-- begin --

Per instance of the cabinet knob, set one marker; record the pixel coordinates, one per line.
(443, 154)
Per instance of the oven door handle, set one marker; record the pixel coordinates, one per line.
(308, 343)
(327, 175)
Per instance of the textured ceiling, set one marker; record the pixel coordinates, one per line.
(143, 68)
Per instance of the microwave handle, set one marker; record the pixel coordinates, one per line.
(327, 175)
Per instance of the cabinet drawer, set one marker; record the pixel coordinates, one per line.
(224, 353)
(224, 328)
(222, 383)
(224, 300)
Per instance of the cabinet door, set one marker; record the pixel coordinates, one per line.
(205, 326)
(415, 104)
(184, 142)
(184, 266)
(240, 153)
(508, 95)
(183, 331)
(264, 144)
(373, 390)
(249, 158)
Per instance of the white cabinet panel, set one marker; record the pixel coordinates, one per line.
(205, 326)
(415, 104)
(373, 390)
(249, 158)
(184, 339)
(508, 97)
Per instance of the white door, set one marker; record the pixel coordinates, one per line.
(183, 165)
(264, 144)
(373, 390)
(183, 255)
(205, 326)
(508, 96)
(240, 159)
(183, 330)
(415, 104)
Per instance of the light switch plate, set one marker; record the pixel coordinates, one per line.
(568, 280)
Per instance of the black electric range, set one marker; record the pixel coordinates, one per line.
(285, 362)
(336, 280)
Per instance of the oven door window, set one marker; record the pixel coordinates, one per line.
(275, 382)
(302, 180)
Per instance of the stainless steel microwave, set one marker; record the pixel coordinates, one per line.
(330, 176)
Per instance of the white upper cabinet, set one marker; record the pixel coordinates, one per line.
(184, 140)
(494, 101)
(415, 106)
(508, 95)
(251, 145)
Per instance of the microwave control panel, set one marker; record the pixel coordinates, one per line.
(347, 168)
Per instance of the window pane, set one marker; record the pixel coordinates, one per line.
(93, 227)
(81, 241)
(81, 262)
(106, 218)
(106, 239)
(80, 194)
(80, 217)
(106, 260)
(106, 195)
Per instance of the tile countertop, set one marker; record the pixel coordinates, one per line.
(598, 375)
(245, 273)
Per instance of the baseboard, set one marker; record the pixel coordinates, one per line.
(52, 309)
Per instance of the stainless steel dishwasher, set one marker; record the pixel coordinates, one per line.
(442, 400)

-- end --

▶ DIRECTION: Substitute "image coordinates" for "pixel coordinates" in everything from the line containing "Per instance of the baseboard, set" down to the end of the items, leaving all else unchanged. Return only those lines.

▶ FULL OUTPUT:
Per instance of the baseboard, set one marker; record the image coordinates, one per line.
(52, 309)
Per instance of the stainless steel dishwasher, set one marker; record the image coordinates, one per line.
(442, 400)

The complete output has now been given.